Saved entries:
········

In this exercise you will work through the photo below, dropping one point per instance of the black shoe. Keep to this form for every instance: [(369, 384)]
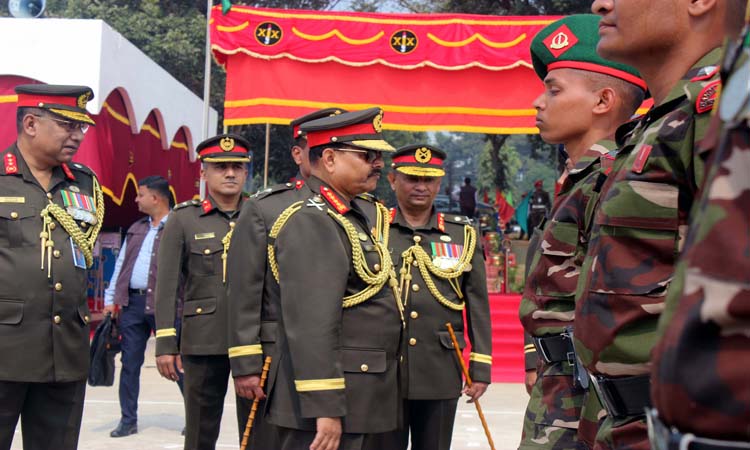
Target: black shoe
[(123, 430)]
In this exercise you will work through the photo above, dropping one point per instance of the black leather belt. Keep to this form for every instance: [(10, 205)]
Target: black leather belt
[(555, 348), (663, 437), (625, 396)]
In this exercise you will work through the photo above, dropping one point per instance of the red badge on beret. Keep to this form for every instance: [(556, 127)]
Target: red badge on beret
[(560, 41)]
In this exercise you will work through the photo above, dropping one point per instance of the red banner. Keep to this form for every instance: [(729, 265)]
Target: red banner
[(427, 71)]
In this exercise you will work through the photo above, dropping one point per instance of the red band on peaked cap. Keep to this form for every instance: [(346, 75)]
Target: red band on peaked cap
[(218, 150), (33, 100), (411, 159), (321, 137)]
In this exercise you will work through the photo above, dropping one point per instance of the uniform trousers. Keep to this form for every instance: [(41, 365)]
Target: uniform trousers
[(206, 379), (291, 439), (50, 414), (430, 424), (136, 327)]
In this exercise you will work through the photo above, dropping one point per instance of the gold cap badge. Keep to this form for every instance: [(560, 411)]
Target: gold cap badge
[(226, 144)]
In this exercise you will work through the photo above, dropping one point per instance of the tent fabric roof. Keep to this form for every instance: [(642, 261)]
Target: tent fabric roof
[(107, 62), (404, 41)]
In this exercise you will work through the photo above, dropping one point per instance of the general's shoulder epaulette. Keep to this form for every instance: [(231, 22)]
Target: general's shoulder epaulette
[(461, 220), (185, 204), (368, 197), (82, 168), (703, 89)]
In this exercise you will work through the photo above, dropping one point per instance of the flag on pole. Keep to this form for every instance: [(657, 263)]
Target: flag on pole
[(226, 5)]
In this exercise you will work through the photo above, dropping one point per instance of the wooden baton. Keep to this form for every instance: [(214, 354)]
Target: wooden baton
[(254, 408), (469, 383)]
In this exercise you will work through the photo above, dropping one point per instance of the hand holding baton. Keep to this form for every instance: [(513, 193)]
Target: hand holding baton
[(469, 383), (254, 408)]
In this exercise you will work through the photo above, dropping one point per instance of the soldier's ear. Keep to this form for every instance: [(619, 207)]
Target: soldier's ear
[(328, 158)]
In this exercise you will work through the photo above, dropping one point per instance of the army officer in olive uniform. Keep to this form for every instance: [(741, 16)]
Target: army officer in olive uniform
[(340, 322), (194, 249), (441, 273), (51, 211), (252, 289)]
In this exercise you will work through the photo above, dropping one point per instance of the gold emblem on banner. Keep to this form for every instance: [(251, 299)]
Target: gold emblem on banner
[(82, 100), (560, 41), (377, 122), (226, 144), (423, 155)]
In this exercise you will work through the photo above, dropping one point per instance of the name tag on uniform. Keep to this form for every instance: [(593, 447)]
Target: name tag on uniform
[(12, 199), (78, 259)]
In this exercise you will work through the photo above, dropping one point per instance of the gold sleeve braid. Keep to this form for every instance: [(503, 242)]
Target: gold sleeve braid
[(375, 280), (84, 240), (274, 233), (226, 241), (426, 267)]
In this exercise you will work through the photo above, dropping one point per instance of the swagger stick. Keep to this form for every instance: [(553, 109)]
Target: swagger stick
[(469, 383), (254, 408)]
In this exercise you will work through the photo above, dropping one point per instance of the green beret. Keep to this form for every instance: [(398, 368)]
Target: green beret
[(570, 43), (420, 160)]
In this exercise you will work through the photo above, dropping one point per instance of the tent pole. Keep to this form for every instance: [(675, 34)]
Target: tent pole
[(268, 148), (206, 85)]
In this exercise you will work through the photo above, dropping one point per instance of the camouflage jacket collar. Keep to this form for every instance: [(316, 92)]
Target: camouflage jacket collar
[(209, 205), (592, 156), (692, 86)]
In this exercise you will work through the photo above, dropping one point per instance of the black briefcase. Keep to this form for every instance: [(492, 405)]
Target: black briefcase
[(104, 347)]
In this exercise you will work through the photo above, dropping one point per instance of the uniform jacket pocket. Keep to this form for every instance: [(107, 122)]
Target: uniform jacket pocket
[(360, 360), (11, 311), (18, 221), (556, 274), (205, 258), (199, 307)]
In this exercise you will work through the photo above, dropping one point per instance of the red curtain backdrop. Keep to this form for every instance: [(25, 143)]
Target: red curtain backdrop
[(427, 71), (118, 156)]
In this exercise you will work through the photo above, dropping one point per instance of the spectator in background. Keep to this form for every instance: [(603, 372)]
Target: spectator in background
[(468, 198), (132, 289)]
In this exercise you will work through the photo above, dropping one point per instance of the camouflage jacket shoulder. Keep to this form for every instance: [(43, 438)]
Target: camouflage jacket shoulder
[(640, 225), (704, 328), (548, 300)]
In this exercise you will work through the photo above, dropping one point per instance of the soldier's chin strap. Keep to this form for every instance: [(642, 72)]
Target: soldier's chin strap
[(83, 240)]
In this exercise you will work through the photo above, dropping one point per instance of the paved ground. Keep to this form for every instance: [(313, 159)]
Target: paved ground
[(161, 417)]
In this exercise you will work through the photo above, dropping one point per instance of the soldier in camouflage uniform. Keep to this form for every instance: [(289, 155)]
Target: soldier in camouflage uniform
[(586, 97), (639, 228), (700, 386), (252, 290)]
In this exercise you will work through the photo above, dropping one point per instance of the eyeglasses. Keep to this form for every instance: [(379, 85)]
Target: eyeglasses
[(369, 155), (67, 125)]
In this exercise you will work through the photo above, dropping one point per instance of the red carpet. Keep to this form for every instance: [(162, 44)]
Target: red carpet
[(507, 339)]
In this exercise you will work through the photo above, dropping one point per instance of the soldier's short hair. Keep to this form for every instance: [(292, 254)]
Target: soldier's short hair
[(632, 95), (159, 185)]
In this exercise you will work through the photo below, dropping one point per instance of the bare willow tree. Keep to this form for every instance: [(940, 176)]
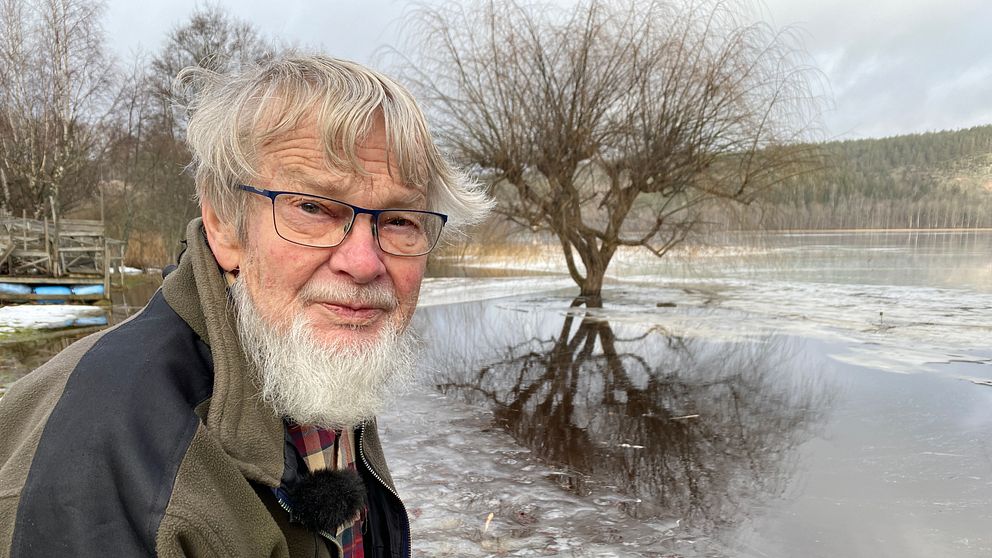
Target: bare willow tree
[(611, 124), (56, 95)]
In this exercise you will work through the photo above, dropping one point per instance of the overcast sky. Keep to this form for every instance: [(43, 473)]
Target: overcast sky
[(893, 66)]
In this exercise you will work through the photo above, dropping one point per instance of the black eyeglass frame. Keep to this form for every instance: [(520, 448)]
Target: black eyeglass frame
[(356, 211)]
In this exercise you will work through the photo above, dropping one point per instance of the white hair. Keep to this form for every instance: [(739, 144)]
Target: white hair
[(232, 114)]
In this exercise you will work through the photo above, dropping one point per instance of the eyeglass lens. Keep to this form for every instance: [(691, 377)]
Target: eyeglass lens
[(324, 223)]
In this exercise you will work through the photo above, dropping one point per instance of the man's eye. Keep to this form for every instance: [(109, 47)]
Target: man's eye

········

Your instructions: Search the data above for the word "below" and show every line that has it.

Result of the exercise:
In this exercise you will work through the photo below, dropping one point per instance of the black shoe. Keep to this form for every instance: [(369, 384)]
In this exercise you will work through the photo below, dropping one point per instance of the bare willow tree. Keep to this form for every instance: [(940, 176)]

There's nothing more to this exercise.